§ TASK:
Whenever the word "above" turns up in a line below, that line should be copied.
*** MATERIAL FOR THIS TASK Section Begins ***
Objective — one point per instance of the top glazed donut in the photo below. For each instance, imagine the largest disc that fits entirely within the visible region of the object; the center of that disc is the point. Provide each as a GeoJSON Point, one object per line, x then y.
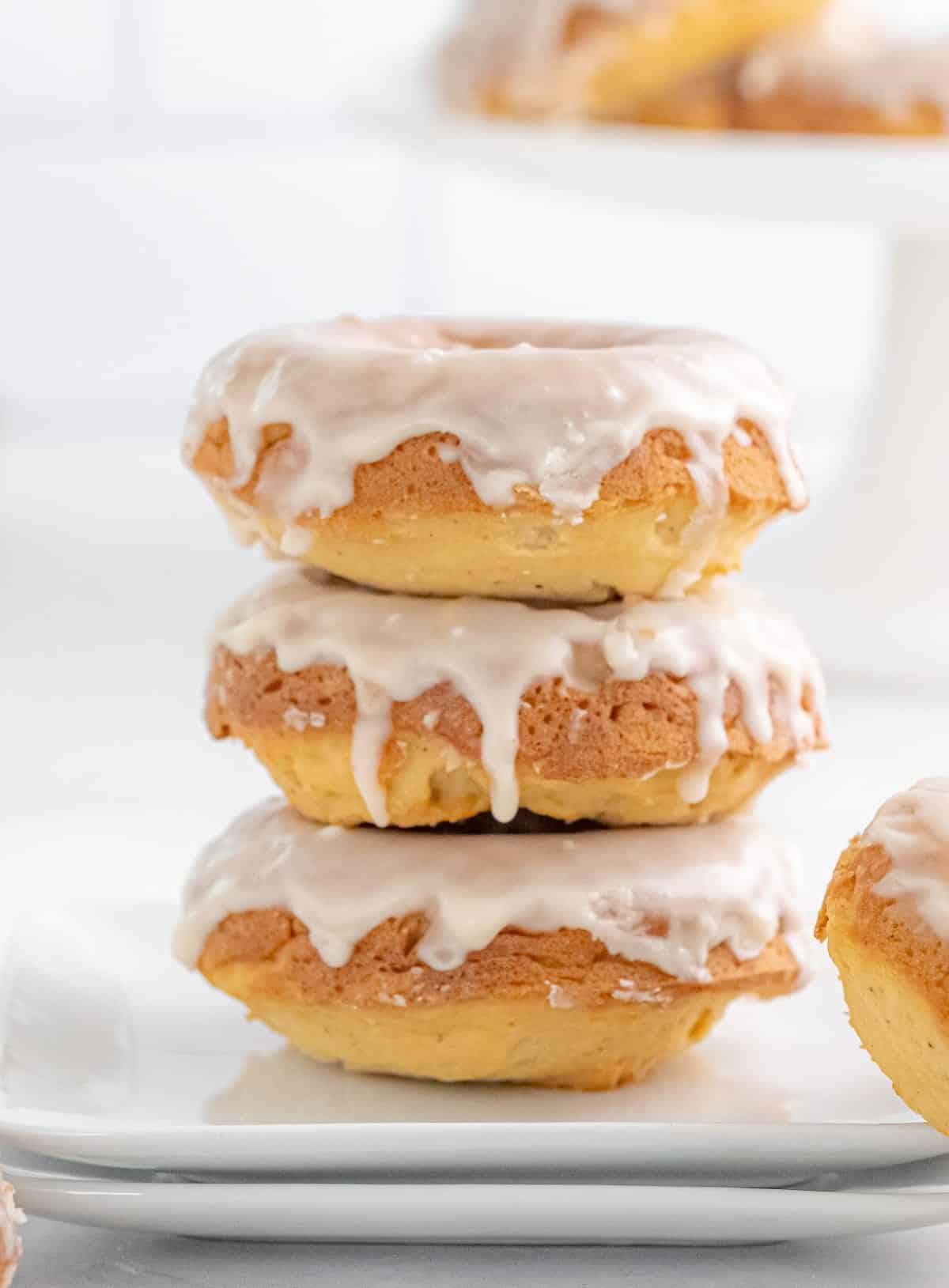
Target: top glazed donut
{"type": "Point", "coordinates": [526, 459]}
*** MATERIAL FOR THIS TASK Section Ends ***
*** MATERIAL FOR THIS TASK Section Begins ***
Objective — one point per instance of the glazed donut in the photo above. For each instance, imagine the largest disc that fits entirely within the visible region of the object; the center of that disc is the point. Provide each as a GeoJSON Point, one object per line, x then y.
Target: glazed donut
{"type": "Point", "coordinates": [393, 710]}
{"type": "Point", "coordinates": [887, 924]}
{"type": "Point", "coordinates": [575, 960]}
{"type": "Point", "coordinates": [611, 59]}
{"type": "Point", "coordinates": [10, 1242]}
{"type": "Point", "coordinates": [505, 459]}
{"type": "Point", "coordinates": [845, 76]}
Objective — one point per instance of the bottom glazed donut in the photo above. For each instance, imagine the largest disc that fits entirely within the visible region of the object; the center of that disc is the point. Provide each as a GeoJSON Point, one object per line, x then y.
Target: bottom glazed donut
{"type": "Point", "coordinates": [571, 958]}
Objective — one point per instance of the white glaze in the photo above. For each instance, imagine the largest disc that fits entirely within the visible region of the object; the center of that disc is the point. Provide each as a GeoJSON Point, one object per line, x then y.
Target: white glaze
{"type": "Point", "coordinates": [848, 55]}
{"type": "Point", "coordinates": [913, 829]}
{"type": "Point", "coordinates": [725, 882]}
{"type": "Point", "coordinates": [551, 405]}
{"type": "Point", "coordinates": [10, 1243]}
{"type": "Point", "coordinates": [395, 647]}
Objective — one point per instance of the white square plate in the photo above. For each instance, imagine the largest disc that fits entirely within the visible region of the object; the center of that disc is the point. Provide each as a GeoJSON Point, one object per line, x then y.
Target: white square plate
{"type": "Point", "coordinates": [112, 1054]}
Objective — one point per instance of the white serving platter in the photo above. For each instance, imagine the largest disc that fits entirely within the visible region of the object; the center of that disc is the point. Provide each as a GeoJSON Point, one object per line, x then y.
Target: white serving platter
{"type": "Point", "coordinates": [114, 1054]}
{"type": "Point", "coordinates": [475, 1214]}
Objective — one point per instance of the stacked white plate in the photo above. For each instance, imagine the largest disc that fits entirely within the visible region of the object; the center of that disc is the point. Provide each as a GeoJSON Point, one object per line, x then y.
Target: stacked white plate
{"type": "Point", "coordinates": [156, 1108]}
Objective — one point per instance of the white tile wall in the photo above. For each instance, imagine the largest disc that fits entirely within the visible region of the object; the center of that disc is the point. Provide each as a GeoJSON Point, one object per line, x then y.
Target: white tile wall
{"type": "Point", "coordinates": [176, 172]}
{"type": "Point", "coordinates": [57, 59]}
*** MATERIAL FOR THIS TASK Section Ends ***
§ RESULT OF THIS EXERCISE:
Objective — one point per instance of the glazed donut in the photo above. For each instance, imagine the largest disc that fits entirely within the visible region of the object; the center of that disc is the point. Provide each as a GeoJSON Point, one object per line, x then y.
Objective — one point per instance of the bottom glazed donut in the photo above. For each instance, imagine the largest disc that fits entirely within the visible region of the object; the center of that disc is the point. Provide each as a GeoJSON Point, one object per line, x then y.
Objective — one point per instance of the white glaze in the photo above. For each instance, imagine the largest disc that fits entirely within the visible region of the object; the center of that disc is the point. Provide each as a GeoJSON Point, one object per line, x then y.
Objective — one point per instance of the white square plate in the photo above. For each instance, imagine the largest disc that fits entirely within the visible region of the object; the center of that disc is the point. Provide each as a GeoJSON Point, one object per line, x then y.
Objective — one point per instance of the white serving platter in the photo above. For each instance, imagine the largest disc that fits entirely within the visible region of the object; the center of that disc is the point. Provide each as a GeoJSON Point, one object per line, x then y.
Objective — one point per instance of the stacked white plate in the photo above. For each instance, imagine the largest disc that fits entirely within the visible region of the object; the center of that disc is the point. Provide each as a GeoJSON Point, one object per line, x then y.
Objective — one point per instance of the white tile wall in the photo above. For each instance, imagine the largest disc that fits entirely within the visible region of the object; the center of that disc is the point. Provide each as a GeoJSON Point, one object per line, x then y.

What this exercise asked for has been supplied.